> Problem to solve
Those lines of the data that hold the word "wall" are to be copied out.

> Records to use
»»

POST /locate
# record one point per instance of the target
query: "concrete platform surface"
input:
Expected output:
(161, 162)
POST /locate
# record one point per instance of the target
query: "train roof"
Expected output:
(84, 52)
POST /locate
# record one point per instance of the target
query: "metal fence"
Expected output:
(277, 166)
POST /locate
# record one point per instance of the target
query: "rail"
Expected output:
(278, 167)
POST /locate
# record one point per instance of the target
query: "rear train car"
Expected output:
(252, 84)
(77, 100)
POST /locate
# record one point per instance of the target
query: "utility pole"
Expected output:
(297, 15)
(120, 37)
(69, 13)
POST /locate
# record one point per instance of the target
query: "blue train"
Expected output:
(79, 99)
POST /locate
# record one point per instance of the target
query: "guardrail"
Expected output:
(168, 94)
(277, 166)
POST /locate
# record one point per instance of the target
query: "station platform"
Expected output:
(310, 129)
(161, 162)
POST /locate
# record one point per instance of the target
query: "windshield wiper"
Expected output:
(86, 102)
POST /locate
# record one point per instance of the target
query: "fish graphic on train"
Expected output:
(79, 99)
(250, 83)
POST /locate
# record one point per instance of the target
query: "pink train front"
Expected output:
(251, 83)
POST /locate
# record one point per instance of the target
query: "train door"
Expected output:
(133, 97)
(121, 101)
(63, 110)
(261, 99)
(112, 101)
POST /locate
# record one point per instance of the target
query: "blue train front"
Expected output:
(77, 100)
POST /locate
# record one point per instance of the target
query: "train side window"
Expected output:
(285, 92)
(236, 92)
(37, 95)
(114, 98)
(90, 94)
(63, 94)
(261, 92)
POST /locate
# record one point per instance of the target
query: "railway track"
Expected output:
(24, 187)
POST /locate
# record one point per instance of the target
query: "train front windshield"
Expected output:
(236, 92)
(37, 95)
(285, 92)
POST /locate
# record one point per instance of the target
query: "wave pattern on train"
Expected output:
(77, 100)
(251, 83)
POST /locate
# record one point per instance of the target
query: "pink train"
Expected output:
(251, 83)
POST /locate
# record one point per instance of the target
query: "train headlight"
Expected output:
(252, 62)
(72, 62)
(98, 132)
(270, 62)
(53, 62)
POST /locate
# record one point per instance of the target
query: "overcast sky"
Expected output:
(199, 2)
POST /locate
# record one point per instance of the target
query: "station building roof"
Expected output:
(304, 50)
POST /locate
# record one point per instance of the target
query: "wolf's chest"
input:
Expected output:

««
»»

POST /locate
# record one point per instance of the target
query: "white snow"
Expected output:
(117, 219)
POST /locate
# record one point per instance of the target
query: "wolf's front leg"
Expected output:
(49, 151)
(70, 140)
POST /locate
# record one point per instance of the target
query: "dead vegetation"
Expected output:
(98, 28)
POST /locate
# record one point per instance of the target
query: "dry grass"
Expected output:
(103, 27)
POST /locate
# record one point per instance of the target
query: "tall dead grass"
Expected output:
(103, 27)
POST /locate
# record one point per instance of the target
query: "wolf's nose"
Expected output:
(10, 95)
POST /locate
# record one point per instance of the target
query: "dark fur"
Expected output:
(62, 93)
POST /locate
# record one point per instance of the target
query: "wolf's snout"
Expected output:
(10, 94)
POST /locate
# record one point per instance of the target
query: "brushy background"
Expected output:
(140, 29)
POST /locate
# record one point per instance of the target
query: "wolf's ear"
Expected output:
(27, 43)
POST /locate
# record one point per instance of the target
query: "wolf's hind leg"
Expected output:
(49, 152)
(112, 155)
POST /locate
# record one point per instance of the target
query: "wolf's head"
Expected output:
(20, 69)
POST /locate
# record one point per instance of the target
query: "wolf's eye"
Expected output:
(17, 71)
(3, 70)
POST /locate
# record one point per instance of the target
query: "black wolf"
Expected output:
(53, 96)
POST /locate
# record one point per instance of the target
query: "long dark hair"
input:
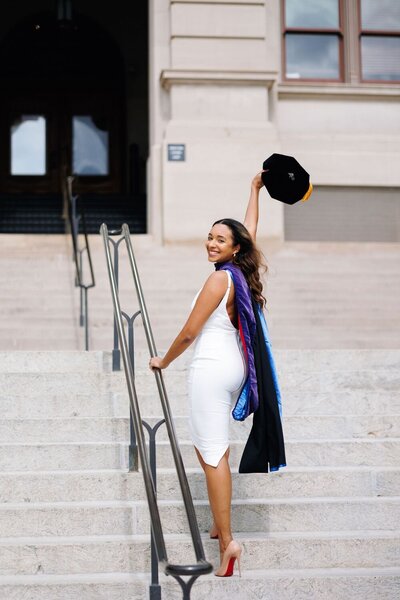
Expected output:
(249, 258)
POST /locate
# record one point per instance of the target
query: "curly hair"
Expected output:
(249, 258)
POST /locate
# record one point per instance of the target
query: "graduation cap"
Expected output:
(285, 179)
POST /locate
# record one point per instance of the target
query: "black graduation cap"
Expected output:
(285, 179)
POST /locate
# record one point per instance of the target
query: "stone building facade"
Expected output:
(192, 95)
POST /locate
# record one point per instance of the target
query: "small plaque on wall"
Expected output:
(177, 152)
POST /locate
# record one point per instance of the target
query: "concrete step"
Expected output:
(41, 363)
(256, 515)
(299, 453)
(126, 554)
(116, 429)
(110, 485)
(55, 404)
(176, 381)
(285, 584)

««
»»

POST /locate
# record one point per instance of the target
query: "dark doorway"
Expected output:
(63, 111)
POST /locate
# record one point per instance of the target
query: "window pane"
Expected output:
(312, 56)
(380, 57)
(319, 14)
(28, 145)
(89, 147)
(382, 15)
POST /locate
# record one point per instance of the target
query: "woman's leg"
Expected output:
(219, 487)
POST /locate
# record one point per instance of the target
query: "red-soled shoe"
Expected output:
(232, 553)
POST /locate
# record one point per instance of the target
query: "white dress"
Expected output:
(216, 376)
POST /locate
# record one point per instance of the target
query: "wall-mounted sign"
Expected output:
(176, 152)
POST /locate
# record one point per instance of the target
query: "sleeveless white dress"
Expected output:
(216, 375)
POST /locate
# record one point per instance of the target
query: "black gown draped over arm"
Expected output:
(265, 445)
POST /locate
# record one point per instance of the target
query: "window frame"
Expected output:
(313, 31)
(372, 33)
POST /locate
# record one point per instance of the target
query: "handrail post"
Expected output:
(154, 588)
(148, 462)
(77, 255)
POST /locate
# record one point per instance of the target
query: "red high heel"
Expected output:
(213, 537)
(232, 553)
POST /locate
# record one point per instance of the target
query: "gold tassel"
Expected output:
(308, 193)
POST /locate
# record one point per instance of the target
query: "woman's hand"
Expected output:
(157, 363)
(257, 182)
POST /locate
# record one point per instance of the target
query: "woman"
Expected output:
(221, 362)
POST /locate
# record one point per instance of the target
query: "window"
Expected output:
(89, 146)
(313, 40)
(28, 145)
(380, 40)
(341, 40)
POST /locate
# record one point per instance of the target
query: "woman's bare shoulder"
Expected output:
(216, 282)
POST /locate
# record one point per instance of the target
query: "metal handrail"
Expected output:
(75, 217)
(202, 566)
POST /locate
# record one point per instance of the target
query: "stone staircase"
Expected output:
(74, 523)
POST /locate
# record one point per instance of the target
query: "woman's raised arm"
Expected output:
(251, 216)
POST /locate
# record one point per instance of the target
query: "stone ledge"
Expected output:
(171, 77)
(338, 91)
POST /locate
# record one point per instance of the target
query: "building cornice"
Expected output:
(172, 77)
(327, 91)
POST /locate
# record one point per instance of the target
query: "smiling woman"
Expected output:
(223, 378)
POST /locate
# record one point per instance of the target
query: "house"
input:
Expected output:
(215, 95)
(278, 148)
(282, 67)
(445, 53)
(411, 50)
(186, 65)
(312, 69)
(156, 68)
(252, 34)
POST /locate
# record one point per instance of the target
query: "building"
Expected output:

««

> Answer box
query: "small plaque on wall"
query: "wall-mounted sign"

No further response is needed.